Shape boundary entries:
** Start **
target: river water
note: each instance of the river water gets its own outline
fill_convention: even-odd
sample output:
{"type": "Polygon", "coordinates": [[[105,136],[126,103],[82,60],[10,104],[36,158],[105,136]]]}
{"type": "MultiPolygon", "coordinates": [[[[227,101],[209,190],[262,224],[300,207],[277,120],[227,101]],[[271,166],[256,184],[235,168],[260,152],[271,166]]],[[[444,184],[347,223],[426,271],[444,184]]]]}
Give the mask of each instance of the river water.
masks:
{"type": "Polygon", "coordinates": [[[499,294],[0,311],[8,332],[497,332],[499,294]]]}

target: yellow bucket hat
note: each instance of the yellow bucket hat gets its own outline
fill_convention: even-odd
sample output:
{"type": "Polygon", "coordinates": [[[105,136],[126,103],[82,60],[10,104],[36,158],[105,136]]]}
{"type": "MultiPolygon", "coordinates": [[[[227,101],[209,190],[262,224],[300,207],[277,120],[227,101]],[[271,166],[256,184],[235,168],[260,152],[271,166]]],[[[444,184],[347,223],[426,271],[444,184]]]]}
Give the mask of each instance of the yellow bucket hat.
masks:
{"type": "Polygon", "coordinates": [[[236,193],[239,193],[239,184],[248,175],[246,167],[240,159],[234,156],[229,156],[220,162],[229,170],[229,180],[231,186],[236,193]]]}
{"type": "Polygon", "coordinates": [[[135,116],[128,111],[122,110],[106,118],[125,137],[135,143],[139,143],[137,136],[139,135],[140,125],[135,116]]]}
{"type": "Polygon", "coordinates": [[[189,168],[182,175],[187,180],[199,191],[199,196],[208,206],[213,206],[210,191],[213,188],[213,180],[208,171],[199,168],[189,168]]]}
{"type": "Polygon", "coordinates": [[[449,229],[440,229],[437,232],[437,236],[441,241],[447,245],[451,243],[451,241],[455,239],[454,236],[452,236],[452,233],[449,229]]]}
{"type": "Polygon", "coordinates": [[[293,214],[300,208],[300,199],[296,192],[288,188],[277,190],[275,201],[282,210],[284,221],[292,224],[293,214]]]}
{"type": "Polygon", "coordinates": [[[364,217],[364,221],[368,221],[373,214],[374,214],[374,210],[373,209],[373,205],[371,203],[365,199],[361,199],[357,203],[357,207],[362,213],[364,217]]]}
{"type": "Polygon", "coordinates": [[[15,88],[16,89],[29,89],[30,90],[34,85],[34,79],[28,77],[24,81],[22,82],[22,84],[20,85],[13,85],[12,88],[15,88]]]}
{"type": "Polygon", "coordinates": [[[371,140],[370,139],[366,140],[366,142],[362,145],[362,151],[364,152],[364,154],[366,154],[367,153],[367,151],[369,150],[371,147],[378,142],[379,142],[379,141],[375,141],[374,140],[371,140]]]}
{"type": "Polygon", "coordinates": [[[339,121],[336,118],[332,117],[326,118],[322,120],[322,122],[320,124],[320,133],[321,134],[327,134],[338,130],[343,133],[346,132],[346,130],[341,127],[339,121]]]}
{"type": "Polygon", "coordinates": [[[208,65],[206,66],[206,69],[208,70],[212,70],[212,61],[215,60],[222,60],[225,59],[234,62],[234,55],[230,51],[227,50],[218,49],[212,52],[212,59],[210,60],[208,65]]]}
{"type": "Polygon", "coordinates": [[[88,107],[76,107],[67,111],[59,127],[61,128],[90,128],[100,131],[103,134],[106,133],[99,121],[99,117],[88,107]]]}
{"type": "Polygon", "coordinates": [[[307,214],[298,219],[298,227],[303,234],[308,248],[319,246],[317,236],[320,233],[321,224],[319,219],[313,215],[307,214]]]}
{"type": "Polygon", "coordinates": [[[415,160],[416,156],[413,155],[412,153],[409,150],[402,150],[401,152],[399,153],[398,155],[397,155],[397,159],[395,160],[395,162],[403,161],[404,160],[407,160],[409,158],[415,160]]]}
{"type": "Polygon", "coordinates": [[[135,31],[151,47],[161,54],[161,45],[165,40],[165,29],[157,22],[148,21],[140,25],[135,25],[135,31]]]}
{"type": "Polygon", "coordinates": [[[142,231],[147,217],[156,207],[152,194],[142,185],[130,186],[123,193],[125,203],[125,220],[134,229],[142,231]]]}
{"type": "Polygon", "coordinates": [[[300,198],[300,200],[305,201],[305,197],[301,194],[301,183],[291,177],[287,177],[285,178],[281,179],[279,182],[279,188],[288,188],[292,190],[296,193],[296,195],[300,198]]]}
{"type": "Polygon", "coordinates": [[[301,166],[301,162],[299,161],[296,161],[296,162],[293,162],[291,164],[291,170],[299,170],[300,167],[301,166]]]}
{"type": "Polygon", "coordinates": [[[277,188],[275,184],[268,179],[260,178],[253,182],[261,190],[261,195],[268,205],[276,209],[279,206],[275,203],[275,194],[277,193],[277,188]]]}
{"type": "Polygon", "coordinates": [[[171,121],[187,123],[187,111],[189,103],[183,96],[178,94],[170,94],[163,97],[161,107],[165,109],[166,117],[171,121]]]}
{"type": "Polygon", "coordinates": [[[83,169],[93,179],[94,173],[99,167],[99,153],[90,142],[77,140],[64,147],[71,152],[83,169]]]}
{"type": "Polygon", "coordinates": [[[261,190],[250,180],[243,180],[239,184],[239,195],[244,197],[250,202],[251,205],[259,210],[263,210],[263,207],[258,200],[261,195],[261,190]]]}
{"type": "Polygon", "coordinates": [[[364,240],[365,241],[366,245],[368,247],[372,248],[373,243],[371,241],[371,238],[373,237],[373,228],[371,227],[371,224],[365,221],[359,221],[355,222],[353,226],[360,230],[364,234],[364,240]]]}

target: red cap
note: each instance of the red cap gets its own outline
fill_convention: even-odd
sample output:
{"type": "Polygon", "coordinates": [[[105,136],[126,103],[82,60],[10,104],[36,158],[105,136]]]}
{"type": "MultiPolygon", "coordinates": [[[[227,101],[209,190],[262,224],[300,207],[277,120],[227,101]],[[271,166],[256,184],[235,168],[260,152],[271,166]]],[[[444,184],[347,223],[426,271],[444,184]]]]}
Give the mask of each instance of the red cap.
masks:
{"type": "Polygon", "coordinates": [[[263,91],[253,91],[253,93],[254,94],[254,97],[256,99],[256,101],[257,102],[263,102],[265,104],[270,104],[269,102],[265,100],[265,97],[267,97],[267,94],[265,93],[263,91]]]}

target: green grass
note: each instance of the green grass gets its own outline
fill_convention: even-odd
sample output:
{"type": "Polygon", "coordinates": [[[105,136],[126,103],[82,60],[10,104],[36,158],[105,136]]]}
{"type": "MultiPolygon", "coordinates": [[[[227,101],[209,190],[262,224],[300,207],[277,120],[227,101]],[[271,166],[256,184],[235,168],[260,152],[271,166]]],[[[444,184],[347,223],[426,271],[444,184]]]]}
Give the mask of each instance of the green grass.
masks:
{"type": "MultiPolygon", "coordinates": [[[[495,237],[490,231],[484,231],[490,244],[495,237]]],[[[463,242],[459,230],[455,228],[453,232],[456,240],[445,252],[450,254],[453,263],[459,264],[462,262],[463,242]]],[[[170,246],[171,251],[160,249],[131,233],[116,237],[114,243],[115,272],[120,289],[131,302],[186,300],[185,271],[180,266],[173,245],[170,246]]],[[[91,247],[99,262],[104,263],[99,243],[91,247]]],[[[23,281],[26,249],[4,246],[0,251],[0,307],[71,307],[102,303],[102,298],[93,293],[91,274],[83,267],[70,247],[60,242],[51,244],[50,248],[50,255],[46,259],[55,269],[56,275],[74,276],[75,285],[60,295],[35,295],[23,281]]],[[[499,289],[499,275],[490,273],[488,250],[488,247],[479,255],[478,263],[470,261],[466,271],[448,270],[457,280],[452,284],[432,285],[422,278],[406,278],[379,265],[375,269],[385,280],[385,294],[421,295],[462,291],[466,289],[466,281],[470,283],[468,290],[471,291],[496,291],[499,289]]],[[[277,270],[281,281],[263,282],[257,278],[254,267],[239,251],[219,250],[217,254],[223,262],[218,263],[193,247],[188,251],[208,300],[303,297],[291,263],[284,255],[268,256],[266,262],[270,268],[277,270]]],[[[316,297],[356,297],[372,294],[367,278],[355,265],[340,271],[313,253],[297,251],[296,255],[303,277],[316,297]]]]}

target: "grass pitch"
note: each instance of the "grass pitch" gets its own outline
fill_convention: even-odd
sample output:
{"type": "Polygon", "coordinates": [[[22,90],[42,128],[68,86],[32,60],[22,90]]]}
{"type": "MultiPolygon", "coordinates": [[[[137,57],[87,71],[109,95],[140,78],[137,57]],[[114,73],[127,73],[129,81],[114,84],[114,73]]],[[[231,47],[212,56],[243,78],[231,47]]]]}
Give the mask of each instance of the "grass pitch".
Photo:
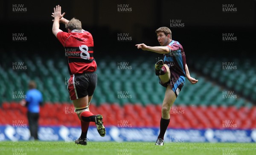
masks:
{"type": "Polygon", "coordinates": [[[255,143],[0,142],[0,155],[256,155],[255,143]]]}

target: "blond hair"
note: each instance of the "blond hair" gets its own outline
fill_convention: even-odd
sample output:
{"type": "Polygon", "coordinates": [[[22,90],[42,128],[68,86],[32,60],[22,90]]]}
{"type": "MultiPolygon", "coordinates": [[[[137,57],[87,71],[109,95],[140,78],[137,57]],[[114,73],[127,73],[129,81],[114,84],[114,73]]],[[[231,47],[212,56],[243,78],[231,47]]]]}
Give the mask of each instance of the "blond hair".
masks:
{"type": "Polygon", "coordinates": [[[65,27],[67,30],[69,29],[71,31],[74,29],[81,30],[82,23],[79,20],[73,18],[67,23],[66,23],[65,27]]]}
{"type": "Polygon", "coordinates": [[[168,28],[167,27],[161,27],[157,29],[155,31],[156,34],[157,34],[158,32],[163,32],[166,36],[168,34],[170,34],[170,38],[172,39],[172,31],[170,29],[168,28]]]}

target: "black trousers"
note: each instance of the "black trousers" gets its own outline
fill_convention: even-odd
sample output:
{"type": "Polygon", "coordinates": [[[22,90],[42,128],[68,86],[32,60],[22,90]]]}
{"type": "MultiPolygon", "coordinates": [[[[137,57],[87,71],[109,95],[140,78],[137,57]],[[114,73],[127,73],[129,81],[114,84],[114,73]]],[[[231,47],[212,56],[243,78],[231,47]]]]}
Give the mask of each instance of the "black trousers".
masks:
{"type": "Polygon", "coordinates": [[[35,140],[38,140],[38,130],[39,113],[28,112],[27,116],[30,135],[31,137],[35,138],[35,140]]]}

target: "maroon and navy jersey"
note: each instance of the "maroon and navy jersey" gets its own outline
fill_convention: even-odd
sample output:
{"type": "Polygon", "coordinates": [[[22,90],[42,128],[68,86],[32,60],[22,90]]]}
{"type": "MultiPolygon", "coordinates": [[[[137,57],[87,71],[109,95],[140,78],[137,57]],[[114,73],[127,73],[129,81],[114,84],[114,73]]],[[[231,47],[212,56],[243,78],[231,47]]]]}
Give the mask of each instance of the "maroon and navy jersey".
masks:
{"type": "Polygon", "coordinates": [[[93,39],[87,31],[74,30],[59,32],[57,38],[65,49],[70,75],[93,72],[97,64],[93,59],[93,39]]]}
{"type": "Polygon", "coordinates": [[[170,52],[164,55],[163,60],[170,69],[171,76],[177,79],[180,76],[186,77],[186,55],[183,47],[173,40],[166,47],[170,49],[170,52]]]}

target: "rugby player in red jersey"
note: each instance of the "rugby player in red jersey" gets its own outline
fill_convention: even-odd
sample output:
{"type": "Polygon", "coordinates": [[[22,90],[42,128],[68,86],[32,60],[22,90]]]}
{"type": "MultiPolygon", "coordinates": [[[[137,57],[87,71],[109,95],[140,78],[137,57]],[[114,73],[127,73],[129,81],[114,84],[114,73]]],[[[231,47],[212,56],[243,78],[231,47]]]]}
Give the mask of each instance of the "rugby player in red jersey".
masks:
{"type": "Polygon", "coordinates": [[[170,111],[185,83],[185,77],[192,84],[198,80],[192,78],[186,63],[186,56],[181,45],[172,39],[172,32],[166,27],[155,31],[160,46],[149,46],[144,43],[136,45],[138,49],[164,54],[163,61],[159,60],[155,65],[155,74],[159,83],[166,88],[162,106],[160,133],[156,145],[163,145],[164,134],[170,122],[170,111]]]}
{"type": "Polygon", "coordinates": [[[52,33],[65,49],[67,66],[70,74],[67,89],[73,101],[75,112],[81,120],[81,135],[75,142],[87,145],[87,135],[90,122],[95,122],[99,135],[106,134],[102,116],[95,115],[89,109],[90,103],[97,84],[96,62],[93,58],[93,40],[89,32],[82,29],[81,22],[73,18],[68,21],[63,17],[59,5],[53,9],[54,18],[52,33]],[[59,29],[59,23],[65,24],[68,33],[59,29]]]}

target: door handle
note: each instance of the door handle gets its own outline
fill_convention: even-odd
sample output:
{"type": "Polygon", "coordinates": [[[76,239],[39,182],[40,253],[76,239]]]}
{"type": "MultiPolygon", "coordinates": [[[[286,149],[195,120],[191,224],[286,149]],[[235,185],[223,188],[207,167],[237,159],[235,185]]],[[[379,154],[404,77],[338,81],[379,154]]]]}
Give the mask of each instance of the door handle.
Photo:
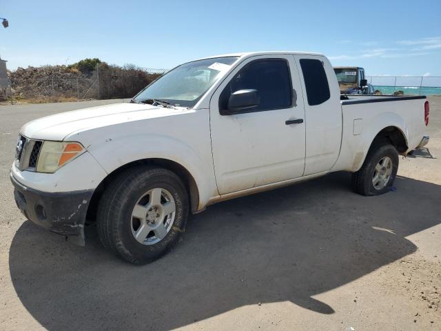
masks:
{"type": "Polygon", "coordinates": [[[300,124],[300,123],[303,123],[303,119],[289,119],[288,121],[285,121],[285,123],[287,126],[289,126],[290,124],[300,124]]]}

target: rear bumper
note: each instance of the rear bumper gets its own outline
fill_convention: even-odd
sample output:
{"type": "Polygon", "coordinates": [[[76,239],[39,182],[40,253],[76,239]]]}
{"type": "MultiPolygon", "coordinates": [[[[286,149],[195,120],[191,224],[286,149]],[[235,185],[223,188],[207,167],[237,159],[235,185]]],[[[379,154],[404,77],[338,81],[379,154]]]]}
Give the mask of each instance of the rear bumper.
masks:
{"type": "Polygon", "coordinates": [[[93,190],[46,192],[25,186],[12,173],[10,179],[15,188],[15,203],[27,219],[85,245],[84,223],[93,190]]]}
{"type": "Polygon", "coordinates": [[[424,147],[426,145],[427,145],[427,143],[429,143],[429,136],[424,136],[422,137],[422,139],[421,139],[421,141],[416,148],[416,150],[418,150],[418,148],[421,148],[422,147],[424,147]]]}

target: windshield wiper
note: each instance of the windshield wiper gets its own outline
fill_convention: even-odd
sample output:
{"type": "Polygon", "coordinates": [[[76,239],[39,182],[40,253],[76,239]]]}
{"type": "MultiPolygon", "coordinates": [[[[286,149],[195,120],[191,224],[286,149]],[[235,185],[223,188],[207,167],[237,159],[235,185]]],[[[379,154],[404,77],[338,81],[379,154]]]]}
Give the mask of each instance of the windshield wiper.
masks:
{"type": "Polygon", "coordinates": [[[174,108],[170,103],[166,101],[165,100],[159,100],[158,99],[146,99],[145,100],[142,100],[141,102],[143,103],[148,103],[150,105],[153,105],[154,103],[157,103],[158,105],[162,106],[163,107],[166,107],[167,108],[174,108]]]}

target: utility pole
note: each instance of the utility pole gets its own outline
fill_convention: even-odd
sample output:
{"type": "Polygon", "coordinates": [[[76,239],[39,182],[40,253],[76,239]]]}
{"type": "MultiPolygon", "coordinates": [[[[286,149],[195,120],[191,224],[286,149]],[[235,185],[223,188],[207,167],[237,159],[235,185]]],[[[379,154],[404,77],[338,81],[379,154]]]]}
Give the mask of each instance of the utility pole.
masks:
{"type": "Polygon", "coordinates": [[[3,19],[3,17],[0,17],[0,19],[1,19],[1,24],[3,25],[3,27],[6,28],[9,26],[9,22],[8,21],[8,20],[6,19],[3,19]]]}

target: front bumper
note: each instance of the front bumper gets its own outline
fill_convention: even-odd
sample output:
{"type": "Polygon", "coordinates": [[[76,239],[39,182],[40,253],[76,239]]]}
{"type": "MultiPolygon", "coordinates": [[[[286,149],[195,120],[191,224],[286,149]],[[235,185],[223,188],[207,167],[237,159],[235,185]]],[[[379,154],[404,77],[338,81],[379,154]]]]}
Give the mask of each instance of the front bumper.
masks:
{"type": "Polygon", "coordinates": [[[46,192],[21,184],[10,174],[21,212],[35,224],[85,245],[84,223],[93,190],[46,192]]]}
** End **
Every line from the line containing "target: utility pole" to the last line of the material above must be repeated exactly, and no other line.

— Solution for this problem —
target: utility pole
note: each instance of the utility pole gets its own outline
fill_convention: even-odd
sample output:
{"type": "Polygon", "coordinates": [[[76,239],[39,182],[40,253],[76,239]]]}
{"type": "MultiPolygon", "coordinates": [[[[286,149],[195,120],[191,224],[286,149]],[[235,185],[223,188],[207,167],[237,159],[235,185]]],[[[379,154],[404,77],[338,81],[379,154]]]]}
Give the mask of each instance of the utility pole.
masks:
{"type": "Polygon", "coordinates": [[[3,19],[3,17],[0,17],[0,19],[1,19],[1,24],[3,25],[3,27],[6,28],[9,26],[9,22],[8,21],[8,20],[6,19],[3,19]]]}

target: front bumper
note: each instance of the front bumper gets its own outline
fill_convention: even-odd
sample output:
{"type": "Polygon", "coordinates": [[[76,239],[39,182],[40,253],[76,239]]]}
{"type": "MultiPolygon", "coordinates": [[[[286,149],[195,120],[191,224],[286,149]],[[235,185],[223,188],[207,167],[237,159],[235,185]]],[[[379,154],[404,77],[338,81],[379,154]]]]}
Give the mask of each instance of the front bumper.
masks:
{"type": "Polygon", "coordinates": [[[46,192],[21,184],[10,174],[21,212],[35,224],[85,245],[84,223],[93,190],[46,192]]]}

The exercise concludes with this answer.